[[ Dataset records open ]]

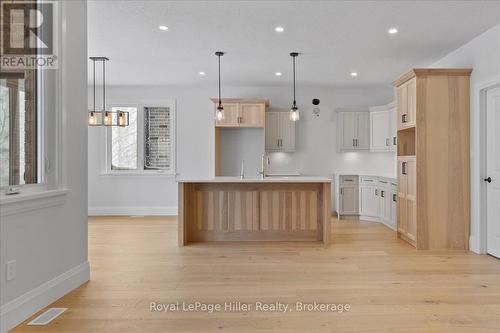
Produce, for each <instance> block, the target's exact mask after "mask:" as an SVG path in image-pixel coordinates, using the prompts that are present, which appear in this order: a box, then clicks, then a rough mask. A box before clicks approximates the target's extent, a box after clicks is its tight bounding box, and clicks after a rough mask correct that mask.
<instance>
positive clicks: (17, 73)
mask: <svg viewBox="0 0 500 333" xmlns="http://www.w3.org/2000/svg"><path fill="white" fill-rule="evenodd" d="M7 73H9V72H7ZM12 73H13V74H14V75H17V74H19V72H12ZM22 76H23V78H22V79H23V80H25V79H26V77H25V73H24V72H23V74H22ZM47 81H48V80H47V78H46V76H45V73H44V71H43V70H40V69H37V70H35V83H34V84H35V90H34V91H33V93H34V96H35V97H34V99H35V100H34V107H35V108H36V112H35V115H34V117H35V126H34V127H33V128H32V129H33V130H34V131H35V132H36V133H35V146H36V148H35V149H36V153H35V156H36V157H35V159H36V179H37V182H36V183H24V184H15V185H10V180H9V185H4V186H0V191H1V193H2V194H3V193H4V192H5V191H6V190H8V189H9V188H16V189H19V190H20V191H22V192H25V191H26V190H27V191H29V192H31V191H41V190H44V189H46V188H47V186H50V185H51V184H49V183H47V181H46V175H45V173H44V170H45V163H46V161H45V159H46V158H45V157H46V156H45V152H46V149H45V144H44V142H45V117H44V115H45V110H46V106H45V86H46V85H47V84H48V82H47ZM7 88H8V89H12V87H9V86H8V85H7ZM9 99H10V100H9V103H12V96H11V95H10V94H9ZM56 111H59V110H56ZM9 126H10V125H9ZM10 130H11V129H10V128H9V135H10ZM56 130H57V129H56ZM10 154H11V151H10V150H9V155H10ZM9 160H10V156H9ZM9 163H10V162H9ZM53 185H56V186H57V185H58V184H57V183H55V184H53Z"/></svg>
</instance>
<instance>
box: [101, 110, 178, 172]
mask: <svg viewBox="0 0 500 333" xmlns="http://www.w3.org/2000/svg"><path fill="white" fill-rule="evenodd" d="M118 110H122V111H128V112H129V120H130V125H129V126H128V127H111V128H110V131H109V133H110V135H109V145H108V152H109V154H108V158H107V165H108V167H107V170H108V173H112V174H148V173H166V174H173V173H175V117H174V107H173V103H171V105H167V106H145V105H127V106H120V105H115V106H113V107H112V111H118Z"/></svg>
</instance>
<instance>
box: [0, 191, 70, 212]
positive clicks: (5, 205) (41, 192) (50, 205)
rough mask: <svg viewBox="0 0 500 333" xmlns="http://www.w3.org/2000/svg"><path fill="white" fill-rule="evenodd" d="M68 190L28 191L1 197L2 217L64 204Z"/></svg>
mask: <svg viewBox="0 0 500 333" xmlns="http://www.w3.org/2000/svg"><path fill="white" fill-rule="evenodd" d="M68 193H69V190H67V189H56V190H41V191H26V192H22V193H19V194H13V195H5V194H3V193H2V194H1V195H0V207H1V209H0V216H2V217H3V216H7V215H13V214H19V213H24V212H27V211H31V210H36V209H42V208H47V207H53V206H58V205H62V204H64V202H65V201H66V195H67V194H68Z"/></svg>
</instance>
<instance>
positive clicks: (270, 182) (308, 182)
mask: <svg viewBox="0 0 500 333" xmlns="http://www.w3.org/2000/svg"><path fill="white" fill-rule="evenodd" d="M177 182H178V183H331V182H332V179H331V178H328V177H314V176H310V177H308V176H288V177H287V176H280V177H265V178H264V179H262V178H243V179H241V178H239V177H212V178H179V179H177Z"/></svg>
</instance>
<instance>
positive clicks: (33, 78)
mask: <svg viewBox="0 0 500 333" xmlns="http://www.w3.org/2000/svg"><path fill="white" fill-rule="evenodd" d="M36 76H37V75H36V71H34V70H27V71H23V72H19V73H14V72H9V73H1V75H0V187H5V186H9V185H23V184H35V183H39V182H40V178H41V177H40V175H39V167H38V165H39V152H38V143H37V142H38V131H37V128H38V124H37V122H38V118H39V117H38V107H37V81H36Z"/></svg>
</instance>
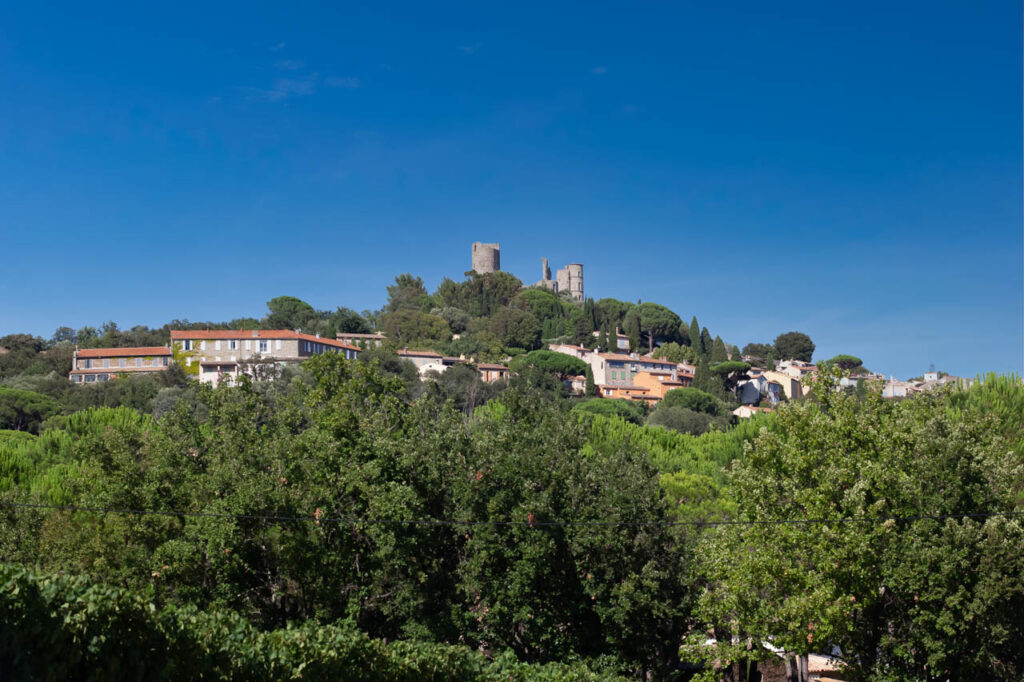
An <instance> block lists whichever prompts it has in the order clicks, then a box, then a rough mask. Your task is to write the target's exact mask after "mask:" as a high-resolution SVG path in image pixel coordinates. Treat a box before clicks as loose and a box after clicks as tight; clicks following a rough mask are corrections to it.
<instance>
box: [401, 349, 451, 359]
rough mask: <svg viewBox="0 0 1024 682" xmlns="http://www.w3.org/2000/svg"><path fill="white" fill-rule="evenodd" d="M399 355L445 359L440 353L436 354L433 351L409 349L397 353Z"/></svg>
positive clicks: (401, 349) (428, 350) (430, 350)
mask: <svg viewBox="0 0 1024 682" xmlns="http://www.w3.org/2000/svg"><path fill="white" fill-rule="evenodd" d="M397 354H398V355H400V356H402V357H407V356H410V357H443V355H441V354H440V353H435V352H434V351H432V350H410V349H409V348H402V349H401V350H398V351H397Z"/></svg>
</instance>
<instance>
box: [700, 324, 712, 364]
mask: <svg viewBox="0 0 1024 682" xmlns="http://www.w3.org/2000/svg"><path fill="white" fill-rule="evenodd" d="M713 345H714V341H712V340H711V332H709V331H708V328H707V327H705V328H702V329H701V330H700V352H701V354H702V355H703V356H705V357H708V356H709V355H711V351H712V346H713Z"/></svg>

[[ Dataset records closed ]]

- **Problem description**:
Reproduce all of the records above verbatim, leaving out the pictures.

- **Expected answer**:
Produce, for each <instance> block, the target's exact mask after "mask:" as an SVG path in image-pixel coordinates, using the prompts that are present, which appear in this order: a box, then clicks, then a rough mask. A box before clicks approximates the target's extent, a box after clicks is its tight bounding box, and clicks after a rough mask correct that mask.
<instance>
positive clicks: (17, 73)
mask: <svg viewBox="0 0 500 333" xmlns="http://www.w3.org/2000/svg"><path fill="white" fill-rule="evenodd" d="M7 73H9V72H7ZM12 73H13V74H14V75H17V74H19V72H12ZM22 76H23V78H22V79H23V80H25V79H26V77H25V73H24V72H23V74H22ZM47 81H48V80H47V78H46V76H45V73H44V71H43V70H40V69H37V70H35V83H34V84H35V90H34V91H33V93H34V96H35V97H34V99H35V100H34V107H35V108H36V112H35V115H34V117H35V126H34V127H33V128H32V129H33V130H34V131H35V132H36V133H35V146H36V148H35V149H36V153H35V156H36V157H35V159H36V179H37V182H36V183H24V184H15V185H10V180H9V185H4V186H0V191H1V193H2V194H3V193H4V192H5V191H6V190H8V189H9V188H16V189H19V190H20V191H22V192H25V191H26V190H27V191H29V192H31V191H41V190H44V189H46V188H47V186H50V185H51V184H49V183H47V181H46V175H45V173H44V170H45V163H46V161H45V159H46V158H45V157H46V156H45V152H46V149H45V144H44V142H45V117H44V115H45V110H46V106H45V86H46V85H47V84H48V82H47ZM7 88H8V89H12V87H9V86H8V85H7ZM9 99H10V100H9V103H12V96H11V95H10V94H9ZM56 111H59V110H56ZM9 126H10V125H9ZM10 130H11V129H10V128H9V135H10ZM56 130H57V129H56ZM10 154H11V151H10V150H9V155H10ZM9 160H10V156H9ZM9 163H10V162H9ZM53 185H56V186H57V185H58V184H57V183H55V184H53Z"/></svg>
</instance>
<instance>
box: [101, 110, 178, 172]
mask: <svg viewBox="0 0 500 333" xmlns="http://www.w3.org/2000/svg"><path fill="white" fill-rule="evenodd" d="M118 110H122V111H128V112H129V120H130V125H129V126H128V127H111V128H110V131H109V133H110V135H109V145H108V152H109V154H108V158H107V165H108V167H107V170H108V173H112V174H148V173H166V174H173V173H175V117H174V107H173V103H171V105H167V106H145V105H127V106H120V105H115V106H113V107H112V111H118Z"/></svg>
</instance>
<instance>
box: [0, 191, 70, 212]
positive clicks: (5, 205) (41, 192) (50, 205)
rough mask: <svg viewBox="0 0 500 333" xmlns="http://www.w3.org/2000/svg"><path fill="white" fill-rule="evenodd" d="M68 190L28 191L1 197L2 217L64 204Z"/></svg>
mask: <svg viewBox="0 0 500 333" xmlns="http://www.w3.org/2000/svg"><path fill="white" fill-rule="evenodd" d="M68 193H69V190H67V189H56V190H41V191H26V192H22V193H19V194H13V195H5V194H3V193H2V194H1V195H0V207H1V209H0V216H2V217H3V216H7V215H13V214H19V213H24V212H27V211H31V210H36V209H42V208H47V207H53V206H58V205H62V204H64V202H65V201H66V195H67V194H68Z"/></svg>
</instance>
<instance>
positive clicks: (270, 182) (308, 182)
mask: <svg viewBox="0 0 500 333" xmlns="http://www.w3.org/2000/svg"><path fill="white" fill-rule="evenodd" d="M177 182H178V183H331V182H332V179H331V178H328V177H314V176H310V177H308V176H288V177H287V176H280V177H265V178H264V179H262V178H243V179H241V178H239V177H212V178H179V179H177Z"/></svg>
</instance>
<instance>
positive clicks: (33, 78)
mask: <svg viewBox="0 0 500 333" xmlns="http://www.w3.org/2000/svg"><path fill="white" fill-rule="evenodd" d="M36 76H37V75H36V71H34V70H27V71H23V72H19V73H14V72H9V73H1V75H0V187H5V186H9V185H23V184H35V183H39V182H40V178H41V177H40V175H39V167H38V165H39V152H38V143H37V142H38V131H37V128H38V124H37V122H38V118H39V117H38V107H37V81H36Z"/></svg>
</instance>
An <instance> block lists whichever prompts it has in the order clicks, then a box, then a rough mask. Your task is to write the target's exact mask after "mask:" as a high-resolution SVG path in image pixel coordinates. Treat a box before clicks as loose and a box after clicks as tight; clicks following a rough mask are corrections to it.
<instance>
box: [401, 349, 451, 359]
rough mask: <svg viewBox="0 0 1024 682" xmlns="http://www.w3.org/2000/svg"><path fill="white" fill-rule="evenodd" d="M399 355L445 359L440 353L436 354L433 351L409 349L397 353Z"/></svg>
positive clicks: (401, 349) (428, 350) (430, 350)
mask: <svg viewBox="0 0 1024 682" xmlns="http://www.w3.org/2000/svg"><path fill="white" fill-rule="evenodd" d="M397 354H398V355H400V356H402V357H407V356H410V357H443V355H441V354H440V353H435V352H434V351H432V350H410V349H409V348H402V349H401V350H398V351H397Z"/></svg>
</instance>
<instance>
box: [700, 324, 712, 364]
mask: <svg viewBox="0 0 1024 682" xmlns="http://www.w3.org/2000/svg"><path fill="white" fill-rule="evenodd" d="M713 345H714V341H712V340H711V332H709V331H708V328H707V327H705V328H702V329H701V330H700V352H701V354H702V355H703V356H705V357H708V356H709V355H711V351H712V346H713Z"/></svg>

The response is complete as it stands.